**REQUIREMENT A**
In the passage on the #JustMen performance, how many male South African public figures share their stories on stage?

**QUOTED PASSAGE**
————
Sexual, physical, verbal, power, financial and any other form of abuse is not the fault of women, it is becoming their fate. In our beloved country, three women a day succumb to abuse by their partners, leaving children, families and friends grief-stricken and often feeling guilty at their helplessness.

Over the last two weeks, I watched a performance called #JustMen twice.

It sends a message to men and demands that more men take responsibility for domestic abuse and the trauma many women, children and families are exposed to. After the show, all the men in the audience are invited to debrief where a facilitated conversation happens by men for men. The women were invited to a separate venue, for a debrief and conversation with a woman facilitator.

WATCH: South African men tell their personal stories

I found this very powerful and liberating. We walked out of the theatre and my sister and I voiced our relief at leaving what happened in that room, with the men there, to work on! Is it not about time? Women have been talking about this forever and beyond. It is time to share the burden of this responsibility with men. Many of whom live their lives oblivious to their masculinity, the bequeathed power of their manly virtues from a patriarchal, sexist and unequal society.

Watching the show a second time didn’t make the stories easier to hear. Four male South African public figures are up there, sharing with us deeply personal and raw stories of their own experiences of physical, sexual abuse and the violence of silence.

The show starts with dim lighting and the actors softly whistling and catcalling imaginary young women and girls. It grows louder and louder as they approach the audience. At both shows I was struck by how fearful I became remembering those awful experiences as a child, walking home from school! I stopped breathing, my palms were clammy and my jaw tight!

During the 1970s and 1980s we joked about it, at these shows I was acutely aware of how the humour was used to disguise the helpless fear and threatened innocence of our adolescence. How there cheers and jeers impacted my entrance into womanhood. Life wasn’t fair or equal in those times. It was fearful. Fear of the strength of those men on building sites, hanging on the café stoeps, leaning against the walls of their barely-there homes. The fear of the ease with which they could grab, choke, attack, rape or hurt us.
————
[Coordinate annotation entries]

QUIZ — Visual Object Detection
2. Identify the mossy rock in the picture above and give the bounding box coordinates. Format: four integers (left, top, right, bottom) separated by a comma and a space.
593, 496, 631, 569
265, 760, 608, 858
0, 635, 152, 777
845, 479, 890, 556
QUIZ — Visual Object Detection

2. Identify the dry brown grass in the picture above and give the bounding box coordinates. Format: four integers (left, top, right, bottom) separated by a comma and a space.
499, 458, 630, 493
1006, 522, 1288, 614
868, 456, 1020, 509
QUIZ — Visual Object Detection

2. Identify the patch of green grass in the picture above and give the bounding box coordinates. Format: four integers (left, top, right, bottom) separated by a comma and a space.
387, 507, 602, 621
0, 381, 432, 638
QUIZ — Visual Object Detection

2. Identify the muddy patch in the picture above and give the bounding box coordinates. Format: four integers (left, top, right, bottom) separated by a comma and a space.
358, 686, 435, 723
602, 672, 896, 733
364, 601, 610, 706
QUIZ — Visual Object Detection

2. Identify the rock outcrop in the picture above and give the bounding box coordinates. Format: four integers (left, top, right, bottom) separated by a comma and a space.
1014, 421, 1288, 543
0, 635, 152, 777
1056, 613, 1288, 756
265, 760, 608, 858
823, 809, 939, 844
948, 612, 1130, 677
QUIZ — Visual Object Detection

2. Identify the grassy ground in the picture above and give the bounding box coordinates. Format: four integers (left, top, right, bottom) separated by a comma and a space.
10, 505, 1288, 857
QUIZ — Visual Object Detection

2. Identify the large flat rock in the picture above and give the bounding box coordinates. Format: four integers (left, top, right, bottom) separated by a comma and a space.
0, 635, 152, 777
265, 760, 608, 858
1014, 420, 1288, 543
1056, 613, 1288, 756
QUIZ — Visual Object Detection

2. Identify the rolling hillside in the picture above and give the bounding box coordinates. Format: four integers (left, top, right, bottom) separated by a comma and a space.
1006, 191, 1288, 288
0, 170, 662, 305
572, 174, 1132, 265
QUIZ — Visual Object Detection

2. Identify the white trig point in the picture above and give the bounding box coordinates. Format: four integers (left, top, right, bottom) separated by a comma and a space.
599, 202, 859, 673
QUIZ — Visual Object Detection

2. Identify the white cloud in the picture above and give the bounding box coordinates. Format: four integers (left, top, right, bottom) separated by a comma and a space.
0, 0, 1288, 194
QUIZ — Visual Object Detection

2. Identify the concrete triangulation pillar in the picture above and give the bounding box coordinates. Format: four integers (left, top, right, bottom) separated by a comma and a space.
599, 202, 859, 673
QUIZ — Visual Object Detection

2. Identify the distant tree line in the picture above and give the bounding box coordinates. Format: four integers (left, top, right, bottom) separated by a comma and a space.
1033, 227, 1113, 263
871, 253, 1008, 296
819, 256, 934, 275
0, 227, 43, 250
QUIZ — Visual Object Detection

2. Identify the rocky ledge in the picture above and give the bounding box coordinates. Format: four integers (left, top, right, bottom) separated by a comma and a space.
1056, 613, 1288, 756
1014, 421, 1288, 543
————
**REQUIREMENT B**
Filter the rows, copying each line that contains the string "trig". Case counts.

**WRITTEN REPLY A**
Four.

**WRITTEN REPLY B**
2. Identify the white trig point in the picture above and give the bounding box coordinates. Format: four integers (left, top, right, bottom) separated by a comma and a space.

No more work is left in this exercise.